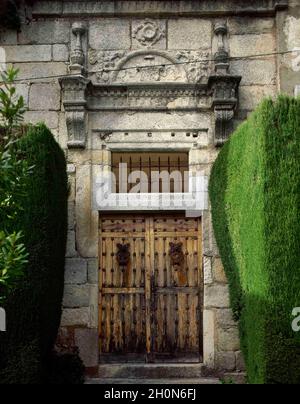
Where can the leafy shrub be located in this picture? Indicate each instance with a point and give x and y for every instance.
(34, 307)
(14, 172)
(255, 196)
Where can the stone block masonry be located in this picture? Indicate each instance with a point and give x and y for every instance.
(162, 108)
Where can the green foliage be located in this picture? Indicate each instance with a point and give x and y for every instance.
(14, 172)
(13, 257)
(35, 305)
(255, 196)
(12, 106)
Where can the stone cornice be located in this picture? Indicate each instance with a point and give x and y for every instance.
(109, 8)
(146, 97)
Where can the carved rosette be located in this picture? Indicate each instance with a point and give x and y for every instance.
(74, 100)
(148, 32)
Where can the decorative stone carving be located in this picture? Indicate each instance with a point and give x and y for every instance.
(225, 99)
(148, 32)
(106, 62)
(150, 96)
(123, 254)
(196, 64)
(224, 88)
(149, 66)
(221, 56)
(136, 67)
(74, 100)
(77, 54)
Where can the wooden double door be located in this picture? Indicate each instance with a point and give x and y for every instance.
(150, 300)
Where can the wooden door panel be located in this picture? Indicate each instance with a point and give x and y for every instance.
(153, 304)
(122, 287)
(177, 287)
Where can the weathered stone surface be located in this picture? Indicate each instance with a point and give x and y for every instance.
(44, 97)
(60, 53)
(42, 31)
(109, 34)
(224, 319)
(71, 169)
(157, 8)
(262, 72)
(76, 317)
(8, 37)
(87, 341)
(93, 271)
(189, 34)
(71, 215)
(71, 245)
(216, 296)
(87, 221)
(209, 338)
(228, 339)
(149, 32)
(249, 25)
(49, 118)
(44, 71)
(248, 45)
(251, 96)
(28, 53)
(226, 361)
(76, 296)
(75, 271)
(23, 90)
(218, 271)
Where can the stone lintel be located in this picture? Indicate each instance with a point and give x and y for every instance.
(198, 8)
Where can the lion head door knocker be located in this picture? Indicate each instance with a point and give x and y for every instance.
(177, 261)
(123, 254)
(176, 254)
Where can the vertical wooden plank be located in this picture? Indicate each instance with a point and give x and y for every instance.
(148, 286)
(100, 297)
(201, 287)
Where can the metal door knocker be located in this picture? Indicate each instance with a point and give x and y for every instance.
(176, 254)
(123, 254)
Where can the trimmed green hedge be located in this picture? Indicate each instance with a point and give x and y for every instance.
(34, 309)
(255, 196)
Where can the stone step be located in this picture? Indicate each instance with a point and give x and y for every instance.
(150, 371)
(197, 381)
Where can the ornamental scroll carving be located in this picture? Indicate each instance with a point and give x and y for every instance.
(149, 66)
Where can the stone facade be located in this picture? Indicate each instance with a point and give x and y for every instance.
(81, 65)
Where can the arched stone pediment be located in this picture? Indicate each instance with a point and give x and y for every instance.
(142, 66)
(147, 67)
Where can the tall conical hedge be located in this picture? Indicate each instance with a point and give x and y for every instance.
(34, 310)
(255, 197)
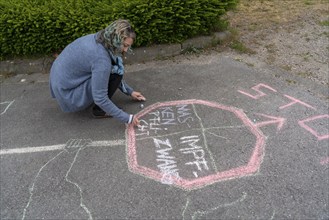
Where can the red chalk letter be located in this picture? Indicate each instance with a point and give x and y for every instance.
(257, 89)
(294, 101)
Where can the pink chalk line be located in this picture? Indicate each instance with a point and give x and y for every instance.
(325, 161)
(295, 101)
(252, 166)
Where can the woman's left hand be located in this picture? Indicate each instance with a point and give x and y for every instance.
(138, 96)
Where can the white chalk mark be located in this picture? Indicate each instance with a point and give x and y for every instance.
(202, 213)
(216, 135)
(59, 147)
(31, 189)
(273, 214)
(81, 144)
(9, 103)
(72, 144)
(205, 140)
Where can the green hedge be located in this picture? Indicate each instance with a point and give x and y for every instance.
(30, 27)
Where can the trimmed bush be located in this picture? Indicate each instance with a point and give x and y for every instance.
(30, 27)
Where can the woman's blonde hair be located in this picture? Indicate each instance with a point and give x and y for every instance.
(114, 34)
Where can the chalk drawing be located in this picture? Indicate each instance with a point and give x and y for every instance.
(303, 124)
(324, 161)
(257, 89)
(189, 134)
(295, 101)
(26, 150)
(72, 146)
(8, 103)
(275, 120)
(199, 214)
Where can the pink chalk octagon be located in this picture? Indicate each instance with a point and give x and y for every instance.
(250, 168)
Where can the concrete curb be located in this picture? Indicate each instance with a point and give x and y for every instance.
(140, 55)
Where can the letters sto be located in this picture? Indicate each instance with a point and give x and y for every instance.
(193, 143)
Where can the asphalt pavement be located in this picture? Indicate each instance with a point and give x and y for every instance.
(218, 139)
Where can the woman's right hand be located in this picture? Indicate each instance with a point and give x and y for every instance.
(135, 121)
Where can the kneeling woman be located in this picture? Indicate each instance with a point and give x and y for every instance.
(89, 71)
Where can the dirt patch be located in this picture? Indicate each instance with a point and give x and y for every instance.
(289, 34)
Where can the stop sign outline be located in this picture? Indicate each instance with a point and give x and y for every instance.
(251, 167)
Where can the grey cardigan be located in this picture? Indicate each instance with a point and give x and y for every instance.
(79, 77)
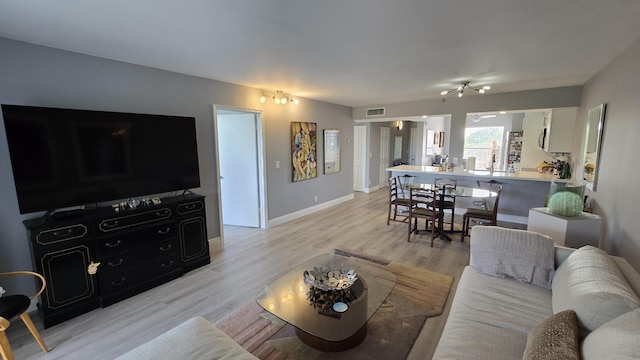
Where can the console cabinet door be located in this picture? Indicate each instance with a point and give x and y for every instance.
(194, 246)
(68, 281)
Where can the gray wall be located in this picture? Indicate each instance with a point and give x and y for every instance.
(617, 197)
(41, 76)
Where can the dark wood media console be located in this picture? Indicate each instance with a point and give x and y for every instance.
(137, 249)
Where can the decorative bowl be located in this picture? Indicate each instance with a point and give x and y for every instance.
(330, 280)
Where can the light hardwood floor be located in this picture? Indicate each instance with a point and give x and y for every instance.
(248, 261)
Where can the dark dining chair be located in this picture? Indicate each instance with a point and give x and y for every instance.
(449, 201)
(396, 199)
(424, 206)
(484, 215)
(15, 306)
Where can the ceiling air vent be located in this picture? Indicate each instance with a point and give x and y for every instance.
(375, 112)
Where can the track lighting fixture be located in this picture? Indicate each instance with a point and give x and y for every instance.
(465, 85)
(280, 98)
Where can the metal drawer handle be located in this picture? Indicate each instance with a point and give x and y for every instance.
(64, 232)
(112, 264)
(113, 245)
(113, 224)
(118, 283)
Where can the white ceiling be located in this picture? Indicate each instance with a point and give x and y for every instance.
(350, 52)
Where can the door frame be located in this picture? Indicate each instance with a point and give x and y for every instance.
(262, 180)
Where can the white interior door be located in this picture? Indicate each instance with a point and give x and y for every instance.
(359, 157)
(385, 140)
(239, 166)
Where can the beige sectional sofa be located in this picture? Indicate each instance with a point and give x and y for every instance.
(195, 339)
(523, 297)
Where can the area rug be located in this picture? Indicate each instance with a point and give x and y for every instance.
(391, 332)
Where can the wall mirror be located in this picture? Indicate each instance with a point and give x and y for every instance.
(593, 144)
(397, 148)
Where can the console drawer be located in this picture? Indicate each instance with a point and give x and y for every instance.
(130, 240)
(61, 234)
(114, 281)
(126, 221)
(130, 259)
(190, 207)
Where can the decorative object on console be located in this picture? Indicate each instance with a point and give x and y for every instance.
(566, 199)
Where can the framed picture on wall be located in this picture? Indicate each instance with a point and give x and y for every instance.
(331, 151)
(303, 151)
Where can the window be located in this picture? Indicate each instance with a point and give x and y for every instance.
(484, 143)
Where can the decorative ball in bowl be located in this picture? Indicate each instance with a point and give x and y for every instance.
(330, 280)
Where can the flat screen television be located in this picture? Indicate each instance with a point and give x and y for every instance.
(64, 158)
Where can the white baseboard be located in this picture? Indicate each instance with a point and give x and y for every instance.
(307, 211)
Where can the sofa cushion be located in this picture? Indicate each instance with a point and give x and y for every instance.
(196, 338)
(490, 317)
(589, 282)
(555, 338)
(617, 339)
(516, 254)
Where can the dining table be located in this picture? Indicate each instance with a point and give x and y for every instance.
(444, 190)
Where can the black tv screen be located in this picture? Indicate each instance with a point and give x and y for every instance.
(64, 158)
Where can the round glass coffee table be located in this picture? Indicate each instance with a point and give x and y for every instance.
(312, 311)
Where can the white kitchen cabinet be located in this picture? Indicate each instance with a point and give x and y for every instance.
(575, 231)
(559, 129)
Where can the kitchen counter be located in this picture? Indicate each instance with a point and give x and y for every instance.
(520, 175)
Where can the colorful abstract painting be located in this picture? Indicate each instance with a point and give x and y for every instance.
(304, 162)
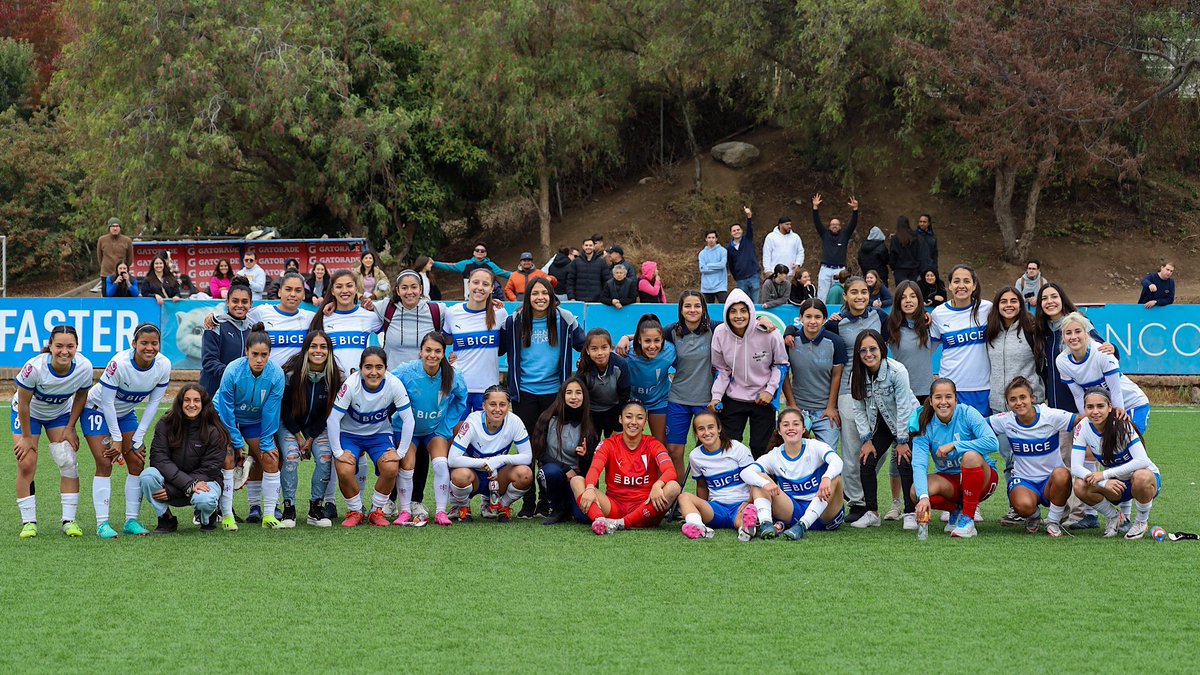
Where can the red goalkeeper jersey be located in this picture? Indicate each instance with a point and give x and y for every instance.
(629, 475)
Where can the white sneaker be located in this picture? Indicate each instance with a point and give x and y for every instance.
(895, 512)
(869, 519)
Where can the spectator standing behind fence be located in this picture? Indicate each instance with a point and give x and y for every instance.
(783, 246)
(834, 243)
(1158, 287)
(714, 282)
(111, 249)
(743, 260)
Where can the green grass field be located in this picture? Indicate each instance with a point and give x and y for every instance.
(484, 596)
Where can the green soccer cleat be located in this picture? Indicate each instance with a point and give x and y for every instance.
(133, 527)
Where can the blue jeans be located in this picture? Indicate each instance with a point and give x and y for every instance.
(204, 502)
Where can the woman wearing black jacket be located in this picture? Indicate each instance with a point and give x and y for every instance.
(307, 400)
(186, 455)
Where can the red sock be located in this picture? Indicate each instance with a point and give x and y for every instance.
(972, 489)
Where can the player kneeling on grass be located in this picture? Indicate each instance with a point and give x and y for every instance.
(723, 497)
(797, 484)
(480, 463)
(52, 389)
(186, 457)
(640, 478)
(361, 422)
(1038, 473)
(958, 440)
(1128, 473)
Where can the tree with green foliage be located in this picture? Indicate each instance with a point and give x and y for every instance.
(313, 117)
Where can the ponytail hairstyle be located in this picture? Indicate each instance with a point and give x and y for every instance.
(858, 374)
(927, 410)
(298, 370)
(526, 312)
(487, 303)
(977, 294)
(60, 329)
(706, 322)
(897, 318)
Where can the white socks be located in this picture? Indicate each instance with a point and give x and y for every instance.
(132, 497)
(101, 491)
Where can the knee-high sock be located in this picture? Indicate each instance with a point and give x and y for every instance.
(101, 491)
(270, 493)
(132, 497)
(441, 483)
(405, 490)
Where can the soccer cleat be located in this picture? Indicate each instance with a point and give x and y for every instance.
(1137, 531)
(965, 529)
(607, 525)
(289, 515)
(749, 523)
(133, 527)
(796, 532)
(895, 512)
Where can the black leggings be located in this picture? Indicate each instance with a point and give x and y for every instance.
(882, 438)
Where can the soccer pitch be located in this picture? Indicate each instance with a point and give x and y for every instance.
(487, 597)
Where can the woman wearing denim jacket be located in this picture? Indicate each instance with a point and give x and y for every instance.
(883, 401)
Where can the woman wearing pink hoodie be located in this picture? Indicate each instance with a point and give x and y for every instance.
(649, 286)
(748, 358)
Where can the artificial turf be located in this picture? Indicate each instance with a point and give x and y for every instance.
(489, 597)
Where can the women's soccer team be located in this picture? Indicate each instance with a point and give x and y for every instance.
(281, 384)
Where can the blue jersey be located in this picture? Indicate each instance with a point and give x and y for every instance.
(433, 412)
(649, 380)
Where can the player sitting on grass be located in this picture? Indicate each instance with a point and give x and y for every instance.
(640, 478)
(1128, 473)
(721, 499)
(798, 483)
(480, 463)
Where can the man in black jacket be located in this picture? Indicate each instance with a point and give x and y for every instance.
(586, 276)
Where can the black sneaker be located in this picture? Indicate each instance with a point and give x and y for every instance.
(167, 524)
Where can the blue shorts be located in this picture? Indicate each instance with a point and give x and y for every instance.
(1128, 494)
(799, 507)
(679, 422)
(1037, 487)
(373, 446)
(36, 425)
(724, 515)
(94, 423)
(978, 400)
(1140, 418)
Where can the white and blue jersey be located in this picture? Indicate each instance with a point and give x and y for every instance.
(287, 330)
(123, 387)
(351, 334)
(433, 413)
(1035, 447)
(649, 380)
(964, 351)
(249, 405)
(477, 346)
(1099, 370)
(721, 472)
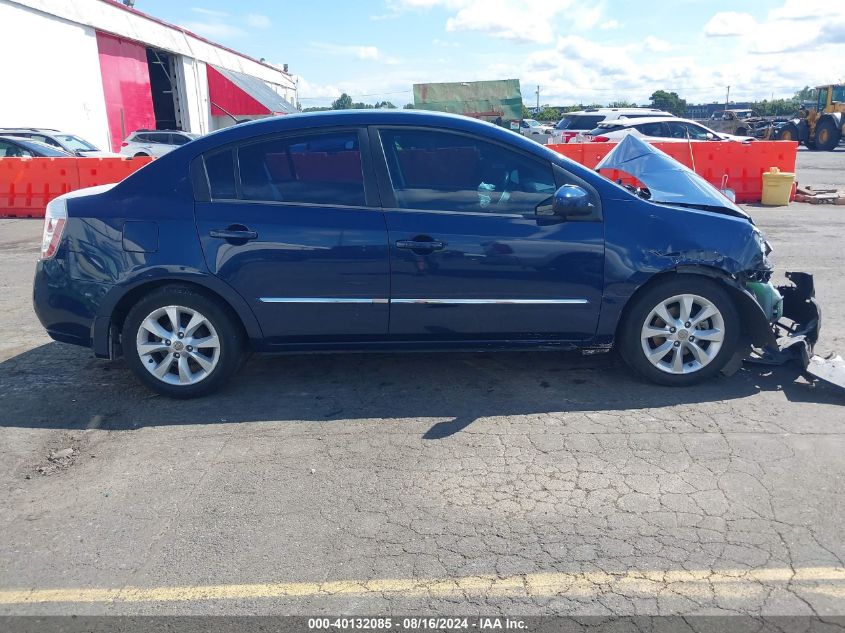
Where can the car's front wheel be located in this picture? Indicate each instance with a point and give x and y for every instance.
(680, 331)
(181, 343)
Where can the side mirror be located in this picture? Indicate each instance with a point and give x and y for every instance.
(571, 201)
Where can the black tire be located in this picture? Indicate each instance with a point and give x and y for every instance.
(631, 347)
(231, 351)
(827, 135)
(788, 132)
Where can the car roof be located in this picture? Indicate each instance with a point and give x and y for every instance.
(645, 119)
(170, 165)
(615, 111)
(165, 131)
(379, 116)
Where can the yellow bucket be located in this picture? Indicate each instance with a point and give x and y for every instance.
(777, 186)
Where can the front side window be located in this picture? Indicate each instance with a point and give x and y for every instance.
(452, 172)
(316, 169)
(652, 129)
(822, 99)
(73, 143)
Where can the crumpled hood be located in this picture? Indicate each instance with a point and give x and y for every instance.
(668, 180)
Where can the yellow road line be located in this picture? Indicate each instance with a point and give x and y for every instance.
(828, 581)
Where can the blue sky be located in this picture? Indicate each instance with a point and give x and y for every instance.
(578, 52)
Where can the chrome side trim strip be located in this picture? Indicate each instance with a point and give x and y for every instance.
(494, 301)
(319, 300)
(428, 301)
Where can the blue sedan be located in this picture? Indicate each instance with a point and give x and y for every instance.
(398, 230)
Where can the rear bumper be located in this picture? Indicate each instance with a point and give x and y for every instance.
(798, 332)
(67, 308)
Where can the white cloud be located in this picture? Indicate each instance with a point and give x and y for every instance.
(656, 45)
(209, 12)
(754, 56)
(258, 21)
(369, 53)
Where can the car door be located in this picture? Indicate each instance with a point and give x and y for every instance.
(475, 253)
(293, 223)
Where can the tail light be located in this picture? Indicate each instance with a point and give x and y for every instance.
(55, 218)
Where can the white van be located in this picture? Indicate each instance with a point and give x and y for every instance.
(582, 121)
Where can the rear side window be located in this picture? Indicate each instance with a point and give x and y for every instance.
(8, 150)
(604, 128)
(652, 129)
(315, 169)
(220, 168)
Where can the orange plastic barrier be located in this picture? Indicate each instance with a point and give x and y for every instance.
(742, 163)
(28, 184)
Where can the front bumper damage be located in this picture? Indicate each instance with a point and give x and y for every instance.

## AIM
Reproduce verbatim the lines of the records from the line containing "Where can the woman wearing denim" through the line containing "(1140, 418)", including both of those lines.

## REPLY
Where can the woman wearing denim jacket be located in this picture? Indicate each instance with a point and give x and y for every instance.
(883, 401)
Where can the woman wearing pink hoodie be located in this picture? Indicate each instance with a point and give x and y for every instance.
(649, 286)
(748, 358)
Where can the artificial turf be located in this picture? Indicate each instance with a point and give x and y for every instance.
(489, 597)
Where can the women's soccer team be located in this picture? Indicate each instance with a point and give x and y for every instance.
(281, 384)
Where can the blue jersey be located in this picture? Indicate each instance with a point and give x and y for every instance.
(433, 412)
(649, 380)
Where can the player sitting on grass be located in this picture? Indicate each instance with a point and give x and y for every instance.
(640, 478)
(1128, 473)
(721, 499)
(798, 483)
(480, 463)
Where can the man in black jacket be located in this picture? Indicate each instance with a point and give x and y for every instance.
(586, 276)
Where can the black sneaker be located in this picture? Indicate each instance with a point and give x and y for every instance.
(167, 524)
Where can the blue shorts be located in this picture? Indicate each instance with a point and give x and y for every instance.
(1128, 494)
(799, 507)
(679, 422)
(1037, 487)
(373, 446)
(36, 425)
(724, 515)
(94, 423)
(978, 400)
(1140, 418)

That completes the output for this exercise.